◆ **Task to carry out**: Find the lines in the records that carry the word "below". Copy each one.
── Records for the task
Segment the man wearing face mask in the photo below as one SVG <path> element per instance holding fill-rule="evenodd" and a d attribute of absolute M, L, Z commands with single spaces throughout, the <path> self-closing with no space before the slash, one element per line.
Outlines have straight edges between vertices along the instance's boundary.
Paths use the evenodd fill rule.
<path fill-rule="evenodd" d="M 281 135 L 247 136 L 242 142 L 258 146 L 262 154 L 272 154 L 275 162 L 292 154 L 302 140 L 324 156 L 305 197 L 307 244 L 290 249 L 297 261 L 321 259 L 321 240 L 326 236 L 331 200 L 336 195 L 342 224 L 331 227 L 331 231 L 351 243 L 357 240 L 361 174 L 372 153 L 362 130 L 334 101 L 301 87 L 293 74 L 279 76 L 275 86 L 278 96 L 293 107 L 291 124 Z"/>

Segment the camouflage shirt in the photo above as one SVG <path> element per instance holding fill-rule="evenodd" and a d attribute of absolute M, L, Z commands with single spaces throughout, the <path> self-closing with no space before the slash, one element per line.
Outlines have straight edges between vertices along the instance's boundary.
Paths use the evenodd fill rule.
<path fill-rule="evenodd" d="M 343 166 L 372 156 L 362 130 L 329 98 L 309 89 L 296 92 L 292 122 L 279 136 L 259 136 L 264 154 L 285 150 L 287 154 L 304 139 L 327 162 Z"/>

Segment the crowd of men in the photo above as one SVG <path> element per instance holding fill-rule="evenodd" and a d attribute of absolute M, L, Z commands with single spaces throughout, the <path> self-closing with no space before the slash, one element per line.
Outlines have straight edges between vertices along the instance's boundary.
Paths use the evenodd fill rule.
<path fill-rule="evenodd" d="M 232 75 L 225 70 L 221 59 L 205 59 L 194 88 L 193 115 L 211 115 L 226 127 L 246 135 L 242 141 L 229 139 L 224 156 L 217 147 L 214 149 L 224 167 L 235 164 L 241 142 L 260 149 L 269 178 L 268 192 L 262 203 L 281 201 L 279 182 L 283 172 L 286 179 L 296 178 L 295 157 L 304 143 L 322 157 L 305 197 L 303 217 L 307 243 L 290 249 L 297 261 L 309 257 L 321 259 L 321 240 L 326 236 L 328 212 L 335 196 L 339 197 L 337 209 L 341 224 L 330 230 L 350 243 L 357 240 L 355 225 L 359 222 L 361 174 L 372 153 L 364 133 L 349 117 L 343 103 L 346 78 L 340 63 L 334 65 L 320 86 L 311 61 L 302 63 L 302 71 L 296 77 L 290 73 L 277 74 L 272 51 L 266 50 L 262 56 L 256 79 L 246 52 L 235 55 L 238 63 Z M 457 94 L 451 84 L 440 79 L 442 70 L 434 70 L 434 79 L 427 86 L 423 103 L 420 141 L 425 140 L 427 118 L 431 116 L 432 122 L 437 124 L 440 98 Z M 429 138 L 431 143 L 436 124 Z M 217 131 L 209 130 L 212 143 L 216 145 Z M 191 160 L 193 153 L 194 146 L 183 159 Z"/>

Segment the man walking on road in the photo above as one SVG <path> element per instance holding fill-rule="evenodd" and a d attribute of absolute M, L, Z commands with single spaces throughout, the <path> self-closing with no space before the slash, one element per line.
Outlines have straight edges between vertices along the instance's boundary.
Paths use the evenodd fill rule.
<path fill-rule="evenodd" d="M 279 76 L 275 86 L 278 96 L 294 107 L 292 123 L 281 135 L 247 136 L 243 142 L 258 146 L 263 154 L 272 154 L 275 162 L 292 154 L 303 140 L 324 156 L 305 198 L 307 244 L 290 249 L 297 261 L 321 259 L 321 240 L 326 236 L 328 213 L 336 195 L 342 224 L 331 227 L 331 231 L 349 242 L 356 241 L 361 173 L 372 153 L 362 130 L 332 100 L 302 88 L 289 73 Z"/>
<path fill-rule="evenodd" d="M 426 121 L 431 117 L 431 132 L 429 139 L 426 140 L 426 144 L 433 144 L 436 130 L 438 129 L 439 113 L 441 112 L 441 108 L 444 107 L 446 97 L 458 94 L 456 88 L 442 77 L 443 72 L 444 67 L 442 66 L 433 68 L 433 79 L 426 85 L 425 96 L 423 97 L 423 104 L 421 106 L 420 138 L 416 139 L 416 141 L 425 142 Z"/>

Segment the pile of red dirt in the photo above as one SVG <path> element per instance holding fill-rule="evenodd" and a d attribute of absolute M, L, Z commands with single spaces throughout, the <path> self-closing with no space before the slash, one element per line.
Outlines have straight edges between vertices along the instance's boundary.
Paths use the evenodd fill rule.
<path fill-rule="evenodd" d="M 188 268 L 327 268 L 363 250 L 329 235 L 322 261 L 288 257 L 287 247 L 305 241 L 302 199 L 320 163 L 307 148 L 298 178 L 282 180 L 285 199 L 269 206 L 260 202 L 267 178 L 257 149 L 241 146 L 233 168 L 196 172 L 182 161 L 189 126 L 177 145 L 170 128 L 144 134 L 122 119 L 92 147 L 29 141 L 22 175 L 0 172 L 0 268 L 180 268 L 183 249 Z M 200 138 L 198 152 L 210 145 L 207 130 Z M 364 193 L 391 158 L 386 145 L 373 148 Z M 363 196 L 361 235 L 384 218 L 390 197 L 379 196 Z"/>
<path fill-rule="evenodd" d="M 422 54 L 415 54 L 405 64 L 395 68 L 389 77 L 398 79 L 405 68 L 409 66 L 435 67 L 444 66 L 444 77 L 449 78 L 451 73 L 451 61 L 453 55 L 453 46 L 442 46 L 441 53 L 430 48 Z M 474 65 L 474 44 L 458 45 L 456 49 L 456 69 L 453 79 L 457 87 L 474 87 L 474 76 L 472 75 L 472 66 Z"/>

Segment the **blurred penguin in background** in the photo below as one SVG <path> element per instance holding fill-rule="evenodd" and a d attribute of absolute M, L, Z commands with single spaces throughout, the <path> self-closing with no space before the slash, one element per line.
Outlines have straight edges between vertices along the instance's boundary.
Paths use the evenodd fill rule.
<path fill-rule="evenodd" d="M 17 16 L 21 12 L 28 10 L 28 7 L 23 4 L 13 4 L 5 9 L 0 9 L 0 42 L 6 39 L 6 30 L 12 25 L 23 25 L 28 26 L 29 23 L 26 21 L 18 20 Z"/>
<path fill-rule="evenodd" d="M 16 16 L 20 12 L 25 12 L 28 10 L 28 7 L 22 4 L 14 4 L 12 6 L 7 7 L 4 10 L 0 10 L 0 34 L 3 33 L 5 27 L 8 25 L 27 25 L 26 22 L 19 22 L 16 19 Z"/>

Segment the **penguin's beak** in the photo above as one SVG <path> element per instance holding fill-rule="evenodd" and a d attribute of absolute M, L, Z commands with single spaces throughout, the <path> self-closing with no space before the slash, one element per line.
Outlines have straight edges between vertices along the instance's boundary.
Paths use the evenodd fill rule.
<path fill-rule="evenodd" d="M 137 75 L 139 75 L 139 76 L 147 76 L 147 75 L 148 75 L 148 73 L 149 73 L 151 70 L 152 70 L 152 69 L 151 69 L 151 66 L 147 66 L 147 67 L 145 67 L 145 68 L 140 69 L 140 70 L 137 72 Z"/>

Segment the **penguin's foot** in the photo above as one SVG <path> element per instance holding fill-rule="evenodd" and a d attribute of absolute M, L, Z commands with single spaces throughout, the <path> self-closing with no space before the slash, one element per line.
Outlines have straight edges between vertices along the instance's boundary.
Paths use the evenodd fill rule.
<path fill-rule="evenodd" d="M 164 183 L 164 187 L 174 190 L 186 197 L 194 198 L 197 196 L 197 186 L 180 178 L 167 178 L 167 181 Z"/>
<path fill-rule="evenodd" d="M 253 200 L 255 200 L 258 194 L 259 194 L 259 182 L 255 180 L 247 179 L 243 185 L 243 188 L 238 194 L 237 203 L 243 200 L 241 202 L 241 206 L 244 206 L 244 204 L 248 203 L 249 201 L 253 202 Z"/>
────
◆ **Result for this task**:
Segment the man wearing face mask in the photo below as one SVG <path> element per instance holding fill-rule="evenodd" and a d attribute of absolute M, L, Z commands with single spaces throughout, the <path> self-closing with no space before the slash, one element per line.
Segment the **blurred penguin in background** in the photo below as one SVG <path> element per instance holding fill-rule="evenodd" and a d attribute of absolute M, L, Z commands with single spaces throughout, the <path> self-closing with no space before the slash, one element per line.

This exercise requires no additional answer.